[Quoted passage Boundary: Start]

During the launch of the book Ephraim Ngatane: A Setting Apart, Natalie Knight perfectly summed up Ngatane’s life as: “…a short life filled with hardships, passion and drama, but it was a successful life, and one which he led to the full…the artist has captured the essence of his times – Soweto in the 1950’s and 60’s.” (2010:1)
Ephraim Mojalefa Ngatane was born in Maseru, Lesotho in 1938. He moved to Johannesburg with his parents in 1943. In Johannesburg he attended the Mooki Memorial School where his primary school teacher Mrs E.L. Mooki recognised his art talent and encouraged him to pursue a career as an artist. In the book, Polly Street. The History of an Art Centre, Elza Miles recorded Mooki’s reaction to his incredible talent: “She was convinced that he had the gift in his fingers” (2004:95). Years later when he started studying at the Polly Street Art Centre under Cecil Skotnes, he gifted his first watercolour painting, painted in 1953, to her. Until her death in 1999 this painting took pride of place in her living room.

[Quoted passage Boundary: End]
[Exercise data Boundary: Start]

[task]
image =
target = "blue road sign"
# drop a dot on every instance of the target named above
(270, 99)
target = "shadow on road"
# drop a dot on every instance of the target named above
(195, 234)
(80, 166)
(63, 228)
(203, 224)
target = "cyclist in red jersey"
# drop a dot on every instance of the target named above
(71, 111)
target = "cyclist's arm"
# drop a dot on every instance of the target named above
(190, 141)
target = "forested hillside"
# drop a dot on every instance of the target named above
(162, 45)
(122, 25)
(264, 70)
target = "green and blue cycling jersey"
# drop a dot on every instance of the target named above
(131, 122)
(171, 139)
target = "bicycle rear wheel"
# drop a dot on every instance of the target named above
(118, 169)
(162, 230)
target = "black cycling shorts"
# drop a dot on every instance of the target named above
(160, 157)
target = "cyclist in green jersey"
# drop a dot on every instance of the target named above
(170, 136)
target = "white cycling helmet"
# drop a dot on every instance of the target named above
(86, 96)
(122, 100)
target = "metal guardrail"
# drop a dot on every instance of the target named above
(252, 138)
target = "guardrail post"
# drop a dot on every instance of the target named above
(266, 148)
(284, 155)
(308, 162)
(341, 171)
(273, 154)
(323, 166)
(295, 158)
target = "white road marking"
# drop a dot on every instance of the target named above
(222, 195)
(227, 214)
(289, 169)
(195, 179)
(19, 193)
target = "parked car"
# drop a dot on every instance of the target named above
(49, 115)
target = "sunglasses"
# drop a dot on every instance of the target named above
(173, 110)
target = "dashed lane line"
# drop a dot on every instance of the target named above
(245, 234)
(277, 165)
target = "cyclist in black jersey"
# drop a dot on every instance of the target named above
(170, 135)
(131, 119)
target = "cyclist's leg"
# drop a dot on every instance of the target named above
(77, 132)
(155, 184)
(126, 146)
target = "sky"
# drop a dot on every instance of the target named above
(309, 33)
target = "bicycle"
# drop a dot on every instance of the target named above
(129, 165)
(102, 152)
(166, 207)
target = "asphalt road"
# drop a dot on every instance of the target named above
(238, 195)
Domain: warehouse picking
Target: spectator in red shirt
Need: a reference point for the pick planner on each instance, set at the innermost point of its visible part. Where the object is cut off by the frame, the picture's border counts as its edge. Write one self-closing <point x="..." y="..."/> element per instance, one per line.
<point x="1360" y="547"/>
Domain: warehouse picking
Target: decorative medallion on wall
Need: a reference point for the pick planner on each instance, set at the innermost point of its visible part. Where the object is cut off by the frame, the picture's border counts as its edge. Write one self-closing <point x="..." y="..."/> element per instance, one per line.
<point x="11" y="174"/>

[Exercise data Boundary: End]
[Exercise data Boundary: Start]

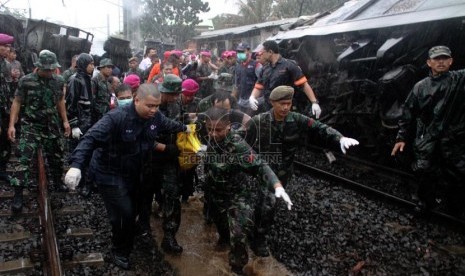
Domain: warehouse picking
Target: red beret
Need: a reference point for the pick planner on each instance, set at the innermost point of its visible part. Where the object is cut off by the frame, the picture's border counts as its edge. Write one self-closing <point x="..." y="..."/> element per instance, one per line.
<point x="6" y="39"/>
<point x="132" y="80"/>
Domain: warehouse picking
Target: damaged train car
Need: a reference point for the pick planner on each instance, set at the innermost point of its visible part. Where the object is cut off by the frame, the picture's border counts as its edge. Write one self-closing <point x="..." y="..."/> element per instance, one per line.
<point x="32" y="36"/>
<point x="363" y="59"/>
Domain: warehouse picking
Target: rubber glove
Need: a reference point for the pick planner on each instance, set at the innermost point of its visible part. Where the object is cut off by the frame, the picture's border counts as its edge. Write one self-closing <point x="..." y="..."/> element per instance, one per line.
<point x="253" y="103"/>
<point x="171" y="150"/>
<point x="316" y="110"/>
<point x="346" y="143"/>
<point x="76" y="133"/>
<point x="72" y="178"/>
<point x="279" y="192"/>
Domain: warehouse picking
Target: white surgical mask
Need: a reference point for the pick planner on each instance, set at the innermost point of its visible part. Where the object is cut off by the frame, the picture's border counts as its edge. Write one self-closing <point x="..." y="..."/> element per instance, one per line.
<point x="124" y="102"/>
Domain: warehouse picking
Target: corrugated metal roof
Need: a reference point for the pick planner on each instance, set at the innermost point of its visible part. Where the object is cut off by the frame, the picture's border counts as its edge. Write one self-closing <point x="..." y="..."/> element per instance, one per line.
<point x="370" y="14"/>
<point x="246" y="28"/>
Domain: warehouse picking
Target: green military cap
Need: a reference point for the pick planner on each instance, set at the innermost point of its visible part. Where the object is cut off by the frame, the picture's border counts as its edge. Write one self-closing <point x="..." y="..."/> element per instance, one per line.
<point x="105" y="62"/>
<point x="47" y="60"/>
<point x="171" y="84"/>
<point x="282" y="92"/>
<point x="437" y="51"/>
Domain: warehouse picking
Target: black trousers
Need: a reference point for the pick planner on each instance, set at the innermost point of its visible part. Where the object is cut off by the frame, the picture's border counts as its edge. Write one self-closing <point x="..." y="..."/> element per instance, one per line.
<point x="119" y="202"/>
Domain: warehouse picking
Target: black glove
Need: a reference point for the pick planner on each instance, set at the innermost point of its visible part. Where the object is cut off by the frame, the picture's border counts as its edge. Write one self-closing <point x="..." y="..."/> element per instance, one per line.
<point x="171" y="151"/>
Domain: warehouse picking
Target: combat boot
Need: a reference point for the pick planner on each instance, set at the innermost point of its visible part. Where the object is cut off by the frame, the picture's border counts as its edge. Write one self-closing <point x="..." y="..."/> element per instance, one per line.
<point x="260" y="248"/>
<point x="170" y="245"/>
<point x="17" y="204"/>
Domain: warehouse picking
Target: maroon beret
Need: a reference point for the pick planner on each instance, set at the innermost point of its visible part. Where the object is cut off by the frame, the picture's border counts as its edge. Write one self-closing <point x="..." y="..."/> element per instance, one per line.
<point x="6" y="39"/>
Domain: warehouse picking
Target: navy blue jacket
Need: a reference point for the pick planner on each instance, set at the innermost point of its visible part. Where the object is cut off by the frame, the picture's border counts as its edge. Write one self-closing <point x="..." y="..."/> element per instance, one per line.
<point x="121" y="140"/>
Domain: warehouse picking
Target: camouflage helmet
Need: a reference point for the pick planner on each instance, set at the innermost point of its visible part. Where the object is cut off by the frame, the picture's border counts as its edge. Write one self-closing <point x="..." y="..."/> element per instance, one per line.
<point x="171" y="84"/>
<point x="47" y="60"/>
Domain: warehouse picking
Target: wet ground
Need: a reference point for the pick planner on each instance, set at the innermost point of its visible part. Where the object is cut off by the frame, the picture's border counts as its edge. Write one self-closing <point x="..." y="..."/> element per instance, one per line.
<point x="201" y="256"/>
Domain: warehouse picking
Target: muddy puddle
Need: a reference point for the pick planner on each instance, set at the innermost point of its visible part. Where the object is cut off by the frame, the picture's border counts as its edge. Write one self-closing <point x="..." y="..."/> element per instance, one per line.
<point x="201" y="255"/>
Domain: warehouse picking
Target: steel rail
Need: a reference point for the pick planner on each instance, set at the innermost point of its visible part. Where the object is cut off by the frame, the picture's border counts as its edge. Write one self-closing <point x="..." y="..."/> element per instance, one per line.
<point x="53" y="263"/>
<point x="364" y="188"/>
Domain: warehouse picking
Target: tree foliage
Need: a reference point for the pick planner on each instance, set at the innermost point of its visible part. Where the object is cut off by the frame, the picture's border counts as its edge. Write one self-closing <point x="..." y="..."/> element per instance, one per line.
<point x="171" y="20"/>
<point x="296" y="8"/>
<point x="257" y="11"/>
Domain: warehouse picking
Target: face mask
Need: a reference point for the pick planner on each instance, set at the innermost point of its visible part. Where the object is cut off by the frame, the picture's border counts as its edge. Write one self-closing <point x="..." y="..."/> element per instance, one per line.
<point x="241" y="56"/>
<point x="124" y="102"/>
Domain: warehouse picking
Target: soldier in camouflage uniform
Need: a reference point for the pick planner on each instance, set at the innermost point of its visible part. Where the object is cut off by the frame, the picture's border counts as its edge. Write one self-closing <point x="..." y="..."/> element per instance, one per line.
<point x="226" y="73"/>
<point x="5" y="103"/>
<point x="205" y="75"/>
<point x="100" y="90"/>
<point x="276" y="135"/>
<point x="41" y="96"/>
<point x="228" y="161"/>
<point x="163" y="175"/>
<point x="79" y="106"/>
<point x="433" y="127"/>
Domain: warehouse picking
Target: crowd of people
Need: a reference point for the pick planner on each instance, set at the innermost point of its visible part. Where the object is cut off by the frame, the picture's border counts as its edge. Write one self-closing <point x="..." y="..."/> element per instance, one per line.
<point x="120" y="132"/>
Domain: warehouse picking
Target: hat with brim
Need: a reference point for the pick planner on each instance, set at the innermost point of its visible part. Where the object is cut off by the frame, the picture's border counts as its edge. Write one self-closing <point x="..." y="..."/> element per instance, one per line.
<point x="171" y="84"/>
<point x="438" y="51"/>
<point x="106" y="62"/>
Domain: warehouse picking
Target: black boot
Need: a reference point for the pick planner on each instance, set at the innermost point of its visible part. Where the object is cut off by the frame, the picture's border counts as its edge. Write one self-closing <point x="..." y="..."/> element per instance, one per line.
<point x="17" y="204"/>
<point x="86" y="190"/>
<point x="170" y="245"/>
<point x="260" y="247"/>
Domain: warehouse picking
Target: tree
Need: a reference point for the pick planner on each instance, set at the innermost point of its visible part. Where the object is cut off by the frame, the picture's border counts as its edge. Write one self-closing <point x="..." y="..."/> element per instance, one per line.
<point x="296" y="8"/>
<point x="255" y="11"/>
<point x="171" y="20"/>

[Exercise data Boundary: End]
[Exercise data Boundary: Start]

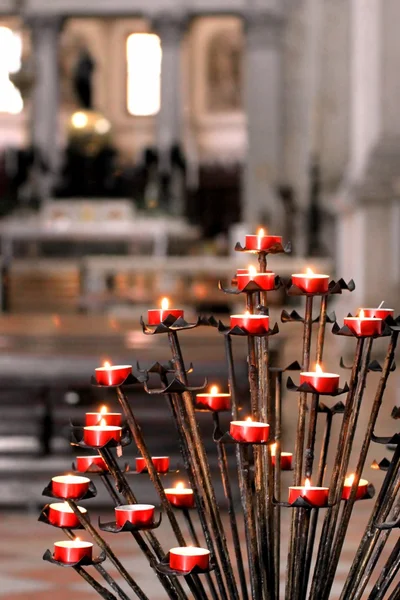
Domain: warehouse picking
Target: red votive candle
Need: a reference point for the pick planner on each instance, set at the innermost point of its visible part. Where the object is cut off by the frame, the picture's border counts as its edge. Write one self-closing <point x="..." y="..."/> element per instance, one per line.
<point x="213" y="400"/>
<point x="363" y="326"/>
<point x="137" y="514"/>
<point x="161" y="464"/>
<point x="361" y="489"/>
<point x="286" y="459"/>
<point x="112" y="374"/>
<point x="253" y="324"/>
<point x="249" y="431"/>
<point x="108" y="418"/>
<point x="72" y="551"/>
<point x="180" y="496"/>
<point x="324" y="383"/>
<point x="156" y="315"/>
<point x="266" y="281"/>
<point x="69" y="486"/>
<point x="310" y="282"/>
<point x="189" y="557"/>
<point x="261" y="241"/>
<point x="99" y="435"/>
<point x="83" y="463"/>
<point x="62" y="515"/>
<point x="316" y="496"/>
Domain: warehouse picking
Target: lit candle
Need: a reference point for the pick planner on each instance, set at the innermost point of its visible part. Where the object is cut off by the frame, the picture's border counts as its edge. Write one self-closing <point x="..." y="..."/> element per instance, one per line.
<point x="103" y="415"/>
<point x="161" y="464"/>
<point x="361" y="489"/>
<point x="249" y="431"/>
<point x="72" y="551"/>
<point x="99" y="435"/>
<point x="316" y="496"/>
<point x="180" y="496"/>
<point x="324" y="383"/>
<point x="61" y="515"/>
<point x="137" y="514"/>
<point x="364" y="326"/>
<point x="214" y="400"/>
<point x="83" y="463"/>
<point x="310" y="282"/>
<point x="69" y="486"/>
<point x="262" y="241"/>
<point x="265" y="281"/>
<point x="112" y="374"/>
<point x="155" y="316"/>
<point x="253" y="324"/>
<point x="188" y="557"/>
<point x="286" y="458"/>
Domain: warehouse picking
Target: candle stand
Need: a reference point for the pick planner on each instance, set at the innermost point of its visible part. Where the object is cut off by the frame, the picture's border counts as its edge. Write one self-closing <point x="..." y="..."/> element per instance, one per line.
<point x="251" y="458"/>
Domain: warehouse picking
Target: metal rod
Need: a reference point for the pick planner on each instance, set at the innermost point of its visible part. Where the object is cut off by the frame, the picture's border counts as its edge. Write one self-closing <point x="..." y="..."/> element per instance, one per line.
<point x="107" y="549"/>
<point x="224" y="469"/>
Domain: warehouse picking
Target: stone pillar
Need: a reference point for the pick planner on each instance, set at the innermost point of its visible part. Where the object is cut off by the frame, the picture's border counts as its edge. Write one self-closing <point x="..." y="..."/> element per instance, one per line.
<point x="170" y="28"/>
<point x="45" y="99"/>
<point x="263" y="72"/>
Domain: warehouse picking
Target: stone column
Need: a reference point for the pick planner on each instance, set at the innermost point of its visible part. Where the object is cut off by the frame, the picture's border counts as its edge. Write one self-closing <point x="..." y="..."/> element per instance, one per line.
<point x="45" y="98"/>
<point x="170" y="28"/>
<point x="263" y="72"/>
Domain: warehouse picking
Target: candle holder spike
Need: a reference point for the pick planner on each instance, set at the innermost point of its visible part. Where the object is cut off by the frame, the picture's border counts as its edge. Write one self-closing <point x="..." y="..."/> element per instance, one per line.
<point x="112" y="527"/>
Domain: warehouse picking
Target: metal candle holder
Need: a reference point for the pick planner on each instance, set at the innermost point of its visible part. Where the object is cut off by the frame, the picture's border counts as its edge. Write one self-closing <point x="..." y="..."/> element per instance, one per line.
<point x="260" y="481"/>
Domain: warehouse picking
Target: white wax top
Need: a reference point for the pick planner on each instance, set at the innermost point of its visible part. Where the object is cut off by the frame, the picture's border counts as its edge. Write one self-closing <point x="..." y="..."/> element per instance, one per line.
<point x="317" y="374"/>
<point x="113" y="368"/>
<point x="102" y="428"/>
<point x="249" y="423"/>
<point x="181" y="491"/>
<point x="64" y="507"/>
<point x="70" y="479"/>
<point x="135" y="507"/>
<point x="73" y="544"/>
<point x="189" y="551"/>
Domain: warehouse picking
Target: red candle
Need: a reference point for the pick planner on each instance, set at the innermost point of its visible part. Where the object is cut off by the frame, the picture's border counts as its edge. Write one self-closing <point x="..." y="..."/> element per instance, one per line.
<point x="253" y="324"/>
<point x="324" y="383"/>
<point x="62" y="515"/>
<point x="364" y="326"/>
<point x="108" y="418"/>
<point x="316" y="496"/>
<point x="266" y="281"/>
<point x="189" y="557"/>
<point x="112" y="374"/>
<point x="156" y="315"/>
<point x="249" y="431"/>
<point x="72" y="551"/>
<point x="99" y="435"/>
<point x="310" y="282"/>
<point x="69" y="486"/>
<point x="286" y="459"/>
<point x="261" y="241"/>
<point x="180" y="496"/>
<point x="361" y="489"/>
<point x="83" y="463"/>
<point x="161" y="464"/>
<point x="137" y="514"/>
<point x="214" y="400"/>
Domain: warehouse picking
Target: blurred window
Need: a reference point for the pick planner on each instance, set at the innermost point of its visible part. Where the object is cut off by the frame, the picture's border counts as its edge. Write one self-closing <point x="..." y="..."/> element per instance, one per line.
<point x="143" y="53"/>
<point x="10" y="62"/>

[Exercise data Boundary: End]

Assignment 1: According to the Ngatane passage, in what year did Ngatane move to Johannesburg with his parents?
Assignment 2: State whether each statement agrees with the Ngatane passage. Answer yes or no, and quote the words that decide it. (a) Ngatane was born in Maseru, Lesotho. (b) Ngatane's primary school teacher was Cecil Skotnes. (c) Mrs Mooki kept Ngatane's first watercolour painting in her bedroom.
Assignment 3: Retype the part of the Ngatane passage that opens with the words containing "Ephraim Mojalefa Ngatane" and closes with "her living room.", keeping every word and mark the same.
The items above are separate from the Ngatane passage.

Response area 1: He moved to Johannesburg in 1943.

Response area 2:
(a) Yes: "Ephraim Mojalefa Ngatane was born in Maseru, Lesotho in 1938."
(b) No: "his primary school teacher Mrs E.L. Mooki"
(c) No: "this painting took pride of place in her living room"

Response area 3:
Ephraim Mojalefa Ngatane was born in Maseru, Lesotho in 1938. He moved to Johannesburg with his parents in 1943. In Johannesburg he attended the Mooki Memorial School where his primary school teacher Mrs E.L. Mooki recognised his art talent and encouraged him to pursue a career as an artist. In the book, Polly Street. The History of an Art Centre, Elza Miles recorded Mooki’s reaction to his incredible talent: “She was convinced that he had the gift in his fingers” (2004:95). Years later when he started studying at the Polly Street Art Centre under Cecil Skotnes, he gifted his first watercolour painting, painted in 1953, to her. Until her death in 1999 this painting took pride of place in her living room.